Starting from the line that contains "Expected: one point per instance of the old", reproduce each line exactly through the end of the material, and include no other lines.

—————

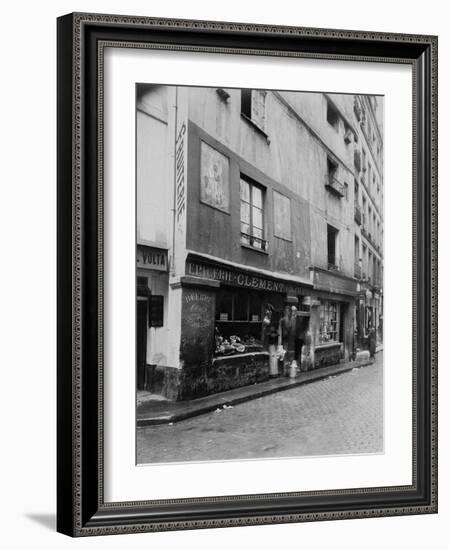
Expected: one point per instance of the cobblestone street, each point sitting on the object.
(337, 415)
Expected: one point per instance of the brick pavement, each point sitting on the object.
(337, 415)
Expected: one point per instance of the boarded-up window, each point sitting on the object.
(282, 216)
(214, 178)
(253, 106)
(258, 108)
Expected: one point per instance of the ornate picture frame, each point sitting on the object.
(81, 507)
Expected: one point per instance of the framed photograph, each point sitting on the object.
(247, 274)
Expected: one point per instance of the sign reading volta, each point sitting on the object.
(152, 258)
(235, 277)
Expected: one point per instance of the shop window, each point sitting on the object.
(332, 235)
(329, 322)
(238, 318)
(156, 311)
(253, 106)
(332, 115)
(252, 215)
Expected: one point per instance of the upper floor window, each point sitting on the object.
(332, 115)
(253, 106)
(252, 214)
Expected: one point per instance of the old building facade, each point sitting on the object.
(259, 234)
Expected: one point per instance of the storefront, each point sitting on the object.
(230, 318)
(332, 317)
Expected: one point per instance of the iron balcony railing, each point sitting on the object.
(357, 214)
(332, 184)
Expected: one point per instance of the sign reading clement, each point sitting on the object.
(236, 278)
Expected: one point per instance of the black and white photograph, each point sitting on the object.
(259, 274)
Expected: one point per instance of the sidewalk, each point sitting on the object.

—————

Finished answer:
Expected: one point per instance of the old building facade, each point sitting on the object.
(259, 234)
Expected: one point per instance of the storefront, each point sitting on the object.
(230, 318)
(332, 317)
Expected: one point per instance of the iron balcony railing, each point sitting on the object.
(357, 214)
(332, 184)
Expected: one point per instance of the sign reading clement, each point sitting on the object.
(236, 278)
Expected: one point per instance of the black and white photograph, each point sitting on the object.
(259, 274)
Expected: one point per instance of the sidewalk, each point sitting on the object.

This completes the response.